## Challenge
Would you output the lines from the one with "The function MUST provide one point per instance of the orange" through the last line of the material below, exactly, but without pictures?

## Supplied data
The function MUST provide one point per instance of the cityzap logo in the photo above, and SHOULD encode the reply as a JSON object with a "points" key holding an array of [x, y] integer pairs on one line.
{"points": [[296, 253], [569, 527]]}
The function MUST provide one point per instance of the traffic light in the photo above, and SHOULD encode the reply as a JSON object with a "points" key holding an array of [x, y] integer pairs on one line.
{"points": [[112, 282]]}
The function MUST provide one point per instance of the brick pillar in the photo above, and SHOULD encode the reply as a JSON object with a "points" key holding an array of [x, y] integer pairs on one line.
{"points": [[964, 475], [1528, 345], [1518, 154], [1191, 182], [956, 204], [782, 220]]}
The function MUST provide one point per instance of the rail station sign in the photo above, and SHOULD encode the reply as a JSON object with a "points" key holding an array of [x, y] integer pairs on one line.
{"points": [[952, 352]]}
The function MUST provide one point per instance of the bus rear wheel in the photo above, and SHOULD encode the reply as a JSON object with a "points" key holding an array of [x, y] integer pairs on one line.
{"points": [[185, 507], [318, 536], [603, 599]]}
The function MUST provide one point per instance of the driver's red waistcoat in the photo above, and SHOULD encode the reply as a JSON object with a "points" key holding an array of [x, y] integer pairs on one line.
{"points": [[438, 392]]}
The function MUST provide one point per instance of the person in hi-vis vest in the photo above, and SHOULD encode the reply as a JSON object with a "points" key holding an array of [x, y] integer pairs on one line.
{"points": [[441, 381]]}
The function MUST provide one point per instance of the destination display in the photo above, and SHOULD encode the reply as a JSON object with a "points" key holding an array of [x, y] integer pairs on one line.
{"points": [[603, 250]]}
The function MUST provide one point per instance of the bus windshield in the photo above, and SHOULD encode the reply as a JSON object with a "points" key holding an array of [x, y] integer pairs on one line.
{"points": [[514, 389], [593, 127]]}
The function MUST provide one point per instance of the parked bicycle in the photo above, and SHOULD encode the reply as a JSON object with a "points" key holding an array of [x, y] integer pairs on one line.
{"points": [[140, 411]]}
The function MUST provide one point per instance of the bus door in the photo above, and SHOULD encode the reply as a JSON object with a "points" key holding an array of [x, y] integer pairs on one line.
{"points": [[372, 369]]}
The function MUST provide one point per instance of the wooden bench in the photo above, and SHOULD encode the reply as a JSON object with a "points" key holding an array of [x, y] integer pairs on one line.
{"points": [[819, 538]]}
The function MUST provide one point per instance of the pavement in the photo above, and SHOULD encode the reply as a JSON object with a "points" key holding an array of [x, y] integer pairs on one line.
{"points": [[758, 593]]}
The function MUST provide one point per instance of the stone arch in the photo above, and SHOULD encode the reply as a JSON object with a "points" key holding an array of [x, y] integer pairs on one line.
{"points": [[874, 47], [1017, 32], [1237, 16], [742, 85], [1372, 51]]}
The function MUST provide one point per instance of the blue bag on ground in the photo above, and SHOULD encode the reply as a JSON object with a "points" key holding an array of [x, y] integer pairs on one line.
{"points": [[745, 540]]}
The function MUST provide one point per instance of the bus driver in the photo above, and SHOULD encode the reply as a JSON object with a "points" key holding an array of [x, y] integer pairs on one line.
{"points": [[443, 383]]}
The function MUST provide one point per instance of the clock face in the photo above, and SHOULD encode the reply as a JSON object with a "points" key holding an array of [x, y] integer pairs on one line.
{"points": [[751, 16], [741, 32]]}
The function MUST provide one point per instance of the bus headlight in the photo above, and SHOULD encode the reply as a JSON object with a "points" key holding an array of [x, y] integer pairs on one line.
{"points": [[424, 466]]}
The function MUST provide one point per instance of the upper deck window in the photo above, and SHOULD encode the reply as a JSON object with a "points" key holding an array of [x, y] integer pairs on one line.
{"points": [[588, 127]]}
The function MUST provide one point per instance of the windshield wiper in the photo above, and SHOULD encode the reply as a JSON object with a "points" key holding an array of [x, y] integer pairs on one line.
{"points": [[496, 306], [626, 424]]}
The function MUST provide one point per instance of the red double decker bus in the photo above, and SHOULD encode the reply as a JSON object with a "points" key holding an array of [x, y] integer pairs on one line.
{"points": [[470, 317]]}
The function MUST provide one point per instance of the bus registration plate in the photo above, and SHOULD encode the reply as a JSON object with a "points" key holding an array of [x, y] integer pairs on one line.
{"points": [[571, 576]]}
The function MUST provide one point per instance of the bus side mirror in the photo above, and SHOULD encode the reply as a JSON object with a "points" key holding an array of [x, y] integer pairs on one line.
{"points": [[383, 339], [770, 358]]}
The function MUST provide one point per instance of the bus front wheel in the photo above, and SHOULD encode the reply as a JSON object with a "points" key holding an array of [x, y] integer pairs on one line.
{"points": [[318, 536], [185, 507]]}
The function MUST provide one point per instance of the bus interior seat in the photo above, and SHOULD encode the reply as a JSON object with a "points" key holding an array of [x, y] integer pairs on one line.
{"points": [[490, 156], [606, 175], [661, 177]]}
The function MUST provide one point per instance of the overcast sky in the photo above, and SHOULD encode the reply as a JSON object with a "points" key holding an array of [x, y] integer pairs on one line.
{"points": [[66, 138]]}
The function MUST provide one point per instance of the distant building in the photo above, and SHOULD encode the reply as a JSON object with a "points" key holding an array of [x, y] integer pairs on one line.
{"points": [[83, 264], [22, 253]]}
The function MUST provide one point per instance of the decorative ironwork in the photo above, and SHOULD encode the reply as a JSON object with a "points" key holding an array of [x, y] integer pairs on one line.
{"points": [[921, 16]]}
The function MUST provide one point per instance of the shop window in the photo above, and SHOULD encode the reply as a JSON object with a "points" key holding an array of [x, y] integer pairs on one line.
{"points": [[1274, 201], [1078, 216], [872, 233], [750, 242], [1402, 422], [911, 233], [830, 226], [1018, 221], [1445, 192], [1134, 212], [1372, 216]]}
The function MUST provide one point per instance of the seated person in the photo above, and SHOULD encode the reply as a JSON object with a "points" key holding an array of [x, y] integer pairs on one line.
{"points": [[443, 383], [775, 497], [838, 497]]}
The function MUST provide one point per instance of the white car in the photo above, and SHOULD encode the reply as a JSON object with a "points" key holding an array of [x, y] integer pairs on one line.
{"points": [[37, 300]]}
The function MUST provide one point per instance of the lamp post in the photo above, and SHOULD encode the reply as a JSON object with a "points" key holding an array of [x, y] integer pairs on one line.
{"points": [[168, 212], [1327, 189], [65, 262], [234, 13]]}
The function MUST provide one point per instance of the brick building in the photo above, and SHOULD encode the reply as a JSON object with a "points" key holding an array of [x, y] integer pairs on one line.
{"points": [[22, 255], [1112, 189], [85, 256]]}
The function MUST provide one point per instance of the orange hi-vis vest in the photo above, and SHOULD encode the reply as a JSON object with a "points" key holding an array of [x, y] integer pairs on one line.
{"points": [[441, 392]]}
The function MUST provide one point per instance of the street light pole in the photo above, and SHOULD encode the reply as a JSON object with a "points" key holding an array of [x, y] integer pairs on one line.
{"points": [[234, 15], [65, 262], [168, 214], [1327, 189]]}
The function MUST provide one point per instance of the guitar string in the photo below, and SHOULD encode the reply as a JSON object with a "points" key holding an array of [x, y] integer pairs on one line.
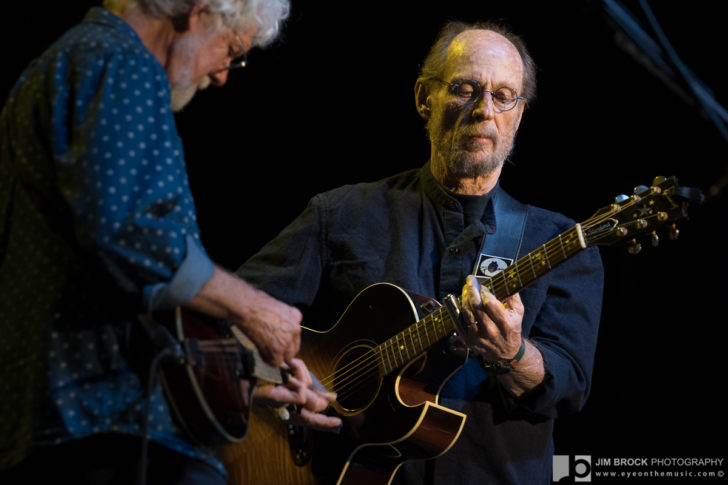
{"points": [[368, 362], [348, 378], [363, 366]]}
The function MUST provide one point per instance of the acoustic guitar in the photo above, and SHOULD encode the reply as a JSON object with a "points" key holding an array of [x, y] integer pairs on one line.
{"points": [[378, 358]]}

## Complete response
The function MUST provide one point per instance of the orange hi-vis vest in the photo above, and SHOULD encode the reply as a JSON object with a "points" key holding an array of [x, y] integer pairs on one line.
{"points": [[441, 392]]}
The function MUST provide one point per instance of the street light pole in the photo above, and SHOULD encode the reply as a JSON object with a "points" key holding an array of [x, y] integer pairs on one line.
{"points": [[234, 15], [65, 262], [168, 214], [1327, 189]]}
The function MUST provide one point per instance of the guitar string in the photo below, and SHOULD encode the reply as a JSON object with a "points" key holding an array of [x, y] integer pairs on one line.
{"points": [[368, 362], [348, 378], [363, 366]]}
The function MUST provide one point per instance of the acoustic guitar in the photo above, and SHOULD encode the reply as a JSON object with a "points" key holding an array of [x, y] integer pairs on one line.
{"points": [[378, 358]]}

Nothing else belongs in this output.